About this exercise
Provide the entries once more, identical in every word.

Natural-language object grounding data
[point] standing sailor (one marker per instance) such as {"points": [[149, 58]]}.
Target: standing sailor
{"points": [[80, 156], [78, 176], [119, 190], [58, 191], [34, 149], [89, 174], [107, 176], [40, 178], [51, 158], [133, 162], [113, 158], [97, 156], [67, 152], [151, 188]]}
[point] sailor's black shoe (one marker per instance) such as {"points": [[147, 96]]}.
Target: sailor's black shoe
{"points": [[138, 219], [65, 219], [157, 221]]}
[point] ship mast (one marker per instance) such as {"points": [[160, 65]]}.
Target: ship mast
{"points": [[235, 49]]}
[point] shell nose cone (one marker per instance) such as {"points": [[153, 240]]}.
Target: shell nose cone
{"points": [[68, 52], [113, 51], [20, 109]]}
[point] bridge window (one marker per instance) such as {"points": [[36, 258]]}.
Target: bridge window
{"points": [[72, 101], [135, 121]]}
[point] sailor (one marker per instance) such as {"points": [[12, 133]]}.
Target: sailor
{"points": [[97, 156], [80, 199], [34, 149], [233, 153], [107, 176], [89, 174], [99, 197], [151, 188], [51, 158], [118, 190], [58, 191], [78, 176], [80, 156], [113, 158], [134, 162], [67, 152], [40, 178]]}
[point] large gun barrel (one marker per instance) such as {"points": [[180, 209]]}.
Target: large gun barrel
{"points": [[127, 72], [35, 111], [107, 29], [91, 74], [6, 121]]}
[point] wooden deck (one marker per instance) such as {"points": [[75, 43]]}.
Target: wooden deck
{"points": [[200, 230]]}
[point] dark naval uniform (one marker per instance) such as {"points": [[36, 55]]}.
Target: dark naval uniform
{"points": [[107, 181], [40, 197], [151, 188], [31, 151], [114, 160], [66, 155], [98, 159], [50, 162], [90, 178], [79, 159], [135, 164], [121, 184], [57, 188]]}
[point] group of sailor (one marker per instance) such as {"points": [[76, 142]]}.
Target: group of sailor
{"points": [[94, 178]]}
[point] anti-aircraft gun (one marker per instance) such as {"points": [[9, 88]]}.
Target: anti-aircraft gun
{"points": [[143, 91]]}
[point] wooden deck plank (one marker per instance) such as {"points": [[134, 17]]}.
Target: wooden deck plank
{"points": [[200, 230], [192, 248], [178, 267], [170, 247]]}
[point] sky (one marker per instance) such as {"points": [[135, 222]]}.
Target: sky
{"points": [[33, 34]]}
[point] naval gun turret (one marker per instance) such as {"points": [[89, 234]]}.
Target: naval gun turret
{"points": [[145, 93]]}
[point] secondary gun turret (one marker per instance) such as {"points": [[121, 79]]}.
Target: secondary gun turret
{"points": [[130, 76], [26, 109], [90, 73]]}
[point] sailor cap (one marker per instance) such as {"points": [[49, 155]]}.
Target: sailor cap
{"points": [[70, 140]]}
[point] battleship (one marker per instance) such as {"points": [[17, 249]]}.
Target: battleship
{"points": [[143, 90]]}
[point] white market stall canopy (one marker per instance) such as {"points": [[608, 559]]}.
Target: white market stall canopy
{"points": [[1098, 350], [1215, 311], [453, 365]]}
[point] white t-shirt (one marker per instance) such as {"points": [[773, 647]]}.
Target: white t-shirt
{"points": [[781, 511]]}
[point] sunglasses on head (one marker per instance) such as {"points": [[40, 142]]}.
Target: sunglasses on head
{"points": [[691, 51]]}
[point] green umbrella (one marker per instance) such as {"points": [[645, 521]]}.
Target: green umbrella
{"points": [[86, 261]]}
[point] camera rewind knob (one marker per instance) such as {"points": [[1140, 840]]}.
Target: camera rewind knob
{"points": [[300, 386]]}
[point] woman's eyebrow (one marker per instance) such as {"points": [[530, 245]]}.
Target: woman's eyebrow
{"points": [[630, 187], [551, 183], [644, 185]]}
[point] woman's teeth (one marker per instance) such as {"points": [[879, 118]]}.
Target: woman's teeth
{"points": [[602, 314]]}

Solution to this problem
[point] standing sailor (one marker per instance) such as {"points": [[149, 58]]}.
Target: standing sailor
{"points": [[80, 156], [78, 176], [119, 190], [58, 191], [34, 149], [89, 174], [107, 176], [40, 178], [51, 158], [133, 162], [113, 158], [97, 156], [67, 152], [151, 188]]}
[point] sailor's black shoe (one marker per instance) such as {"points": [[147, 96]]}.
Target: sailor's black shoe
{"points": [[138, 219], [65, 219], [157, 221]]}
[point] ship mast (one marker per instance) such as {"points": [[160, 65]]}.
Target: ship mast
{"points": [[235, 49]]}
[point] shell nose cone (one marker per instance) such as {"points": [[153, 240]]}.
Target: shell nose cone
{"points": [[68, 52], [113, 51], [20, 109]]}
[point] bridge window (one marker per instance) such as {"points": [[36, 258]]}.
Target: bridge window
{"points": [[72, 101], [135, 121]]}
[point] sailor (one marker per instance) such as {"points": [[12, 133]]}.
Target: sailor
{"points": [[97, 156], [80, 199], [34, 149], [233, 153], [107, 176], [89, 174], [99, 197], [151, 188], [51, 158], [118, 190], [58, 191], [78, 176], [80, 156], [113, 158], [134, 162], [67, 152], [40, 178]]}
[point] large gun barrel (one marker per instance) such as {"points": [[180, 209]]}.
Target: large gun barrel
{"points": [[127, 72], [35, 111], [107, 29], [91, 74], [6, 121]]}
[point] wooden deck (one marker per instance) such as {"points": [[75, 43]]}.
Target: wooden deck
{"points": [[200, 230]]}
[point] dark naval uniform (one marker per instance) such as {"points": [[36, 55]]}.
Target: dark naval uniform
{"points": [[107, 181], [40, 197], [151, 188], [31, 151], [114, 160], [66, 155], [98, 159], [50, 162], [90, 178], [79, 159], [135, 164], [121, 184], [57, 188]]}
[point] group of sailor (one marker per instance) such as {"points": [[76, 142]]}.
Target: group of sailor
{"points": [[94, 178]]}
[point] anti-aircraft gun (one marker per instance) such as {"points": [[9, 88]]}.
Target: anti-aircraft gun
{"points": [[143, 91]]}
[point] wooden deck plank (one marker per instance) such as {"points": [[134, 17]]}.
Target: wooden deck plank
{"points": [[200, 230], [192, 248], [178, 267], [170, 247]]}
[point] sky (one marker per instance) such as {"points": [[135, 222]]}.
Target: sky
{"points": [[33, 34]]}
[point] naval gun turret (one marker per instance) such as {"points": [[89, 234]]}.
Target: naval gun turret
{"points": [[145, 93]]}
[point] secondary gun turret (one marker per instance) such as {"points": [[121, 79]]}.
Target: secondary gun turret
{"points": [[130, 76], [26, 109], [90, 73]]}
[point] sailor cap (one marker per instance) such as {"points": [[49, 155]]}.
Target: sailor cap
{"points": [[70, 140]]}
[point] battleship (one marker per instance) such as {"points": [[17, 249]]}.
Target: battleship
{"points": [[143, 90]]}
[point] white market stall canopy (one marker per instance) such as {"points": [[608, 559]]}.
Target: white market stall canopy
{"points": [[1098, 350], [1215, 311], [453, 365]]}
[point] white t-shirt (one marker per instance) such as {"points": [[773, 647]]}.
Target: white t-shirt
{"points": [[781, 511]]}
[point] sunglasses on head (one marker per instance) such as {"points": [[40, 142]]}.
Target: sunglasses on head
{"points": [[691, 51]]}
[point] green umbrella (one marker per instance) such as {"points": [[645, 521]]}.
Target: green umbrella
{"points": [[86, 261]]}
[point] camera rewind knob (one marker per instance) such as {"points": [[1140, 840]]}.
Target: camera rewind knob
{"points": [[300, 386]]}
[point] woman's eyebrow (one marker per instance) such as {"points": [[530, 245]]}.
Target: woman's eyebrow
{"points": [[630, 187], [551, 183], [644, 185]]}
[point] woman's teeth (one marker per instance) such as {"points": [[879, 118]]}.
Target: woman's teeth
{"points": [[602, 314]]}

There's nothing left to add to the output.